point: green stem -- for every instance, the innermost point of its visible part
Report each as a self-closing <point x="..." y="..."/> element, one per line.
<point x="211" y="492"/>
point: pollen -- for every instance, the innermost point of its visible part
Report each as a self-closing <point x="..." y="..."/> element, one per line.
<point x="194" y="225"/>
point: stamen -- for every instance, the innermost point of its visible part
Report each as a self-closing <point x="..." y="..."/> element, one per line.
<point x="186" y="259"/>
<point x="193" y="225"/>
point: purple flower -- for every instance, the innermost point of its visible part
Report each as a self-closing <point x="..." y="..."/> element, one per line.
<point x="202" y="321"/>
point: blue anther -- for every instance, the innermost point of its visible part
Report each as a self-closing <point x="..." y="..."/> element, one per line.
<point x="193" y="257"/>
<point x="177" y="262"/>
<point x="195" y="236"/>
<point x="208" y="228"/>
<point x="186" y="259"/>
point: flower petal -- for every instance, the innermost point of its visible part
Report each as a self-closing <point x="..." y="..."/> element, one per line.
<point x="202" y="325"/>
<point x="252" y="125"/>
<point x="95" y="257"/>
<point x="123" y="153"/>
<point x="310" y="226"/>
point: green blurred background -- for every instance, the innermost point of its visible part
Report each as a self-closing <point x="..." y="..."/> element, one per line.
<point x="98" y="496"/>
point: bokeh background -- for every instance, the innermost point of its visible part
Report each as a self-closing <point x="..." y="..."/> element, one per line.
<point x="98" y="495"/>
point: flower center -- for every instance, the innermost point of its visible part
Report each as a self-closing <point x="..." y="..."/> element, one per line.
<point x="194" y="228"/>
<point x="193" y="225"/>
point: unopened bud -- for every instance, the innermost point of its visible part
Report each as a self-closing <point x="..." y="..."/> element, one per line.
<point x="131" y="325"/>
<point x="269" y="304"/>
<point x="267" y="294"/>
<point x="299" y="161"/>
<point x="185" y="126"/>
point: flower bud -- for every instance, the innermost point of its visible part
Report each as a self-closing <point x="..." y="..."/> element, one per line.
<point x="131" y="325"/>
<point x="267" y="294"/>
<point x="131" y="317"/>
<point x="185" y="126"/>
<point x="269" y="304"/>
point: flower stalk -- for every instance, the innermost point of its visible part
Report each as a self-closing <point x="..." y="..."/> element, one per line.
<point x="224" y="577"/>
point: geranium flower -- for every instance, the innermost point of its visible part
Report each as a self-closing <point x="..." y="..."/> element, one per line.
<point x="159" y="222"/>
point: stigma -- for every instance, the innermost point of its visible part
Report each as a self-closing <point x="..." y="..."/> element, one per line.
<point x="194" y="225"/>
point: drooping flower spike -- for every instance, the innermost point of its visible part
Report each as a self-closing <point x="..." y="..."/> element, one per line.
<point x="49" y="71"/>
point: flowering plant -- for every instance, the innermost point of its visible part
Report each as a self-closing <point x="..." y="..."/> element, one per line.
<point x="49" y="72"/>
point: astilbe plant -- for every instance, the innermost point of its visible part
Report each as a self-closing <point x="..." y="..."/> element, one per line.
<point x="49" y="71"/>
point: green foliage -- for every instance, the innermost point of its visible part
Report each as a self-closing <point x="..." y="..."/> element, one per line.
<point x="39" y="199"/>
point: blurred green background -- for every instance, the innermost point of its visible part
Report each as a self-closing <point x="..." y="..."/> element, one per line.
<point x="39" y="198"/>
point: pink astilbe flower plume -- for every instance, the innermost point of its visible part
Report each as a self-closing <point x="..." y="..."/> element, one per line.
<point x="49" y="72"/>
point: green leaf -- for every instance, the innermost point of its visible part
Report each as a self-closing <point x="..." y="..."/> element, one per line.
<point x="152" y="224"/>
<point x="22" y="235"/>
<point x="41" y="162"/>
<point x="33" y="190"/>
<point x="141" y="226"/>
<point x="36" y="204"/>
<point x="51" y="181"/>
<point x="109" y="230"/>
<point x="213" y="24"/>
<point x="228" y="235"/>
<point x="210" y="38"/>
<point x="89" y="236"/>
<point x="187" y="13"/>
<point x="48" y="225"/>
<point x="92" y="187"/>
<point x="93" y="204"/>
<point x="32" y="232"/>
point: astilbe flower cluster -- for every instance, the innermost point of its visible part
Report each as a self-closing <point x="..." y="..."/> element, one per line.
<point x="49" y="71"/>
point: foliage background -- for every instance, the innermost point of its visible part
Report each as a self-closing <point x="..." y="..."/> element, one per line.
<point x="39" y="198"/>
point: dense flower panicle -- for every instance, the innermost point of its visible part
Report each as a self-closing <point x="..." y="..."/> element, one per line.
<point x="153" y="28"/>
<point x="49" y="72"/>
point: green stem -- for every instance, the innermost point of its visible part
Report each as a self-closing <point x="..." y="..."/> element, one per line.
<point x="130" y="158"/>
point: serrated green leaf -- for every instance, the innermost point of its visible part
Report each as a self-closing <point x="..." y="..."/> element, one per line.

++++++

▶ _Action item_
Among the entries above, find every line holding "plant" and copy it.

▶ _Task result_
point: flowering plant -- for every instance, the innermost point of its visible part
point: astilbe plant -- for every instance, the innermost point of its visible part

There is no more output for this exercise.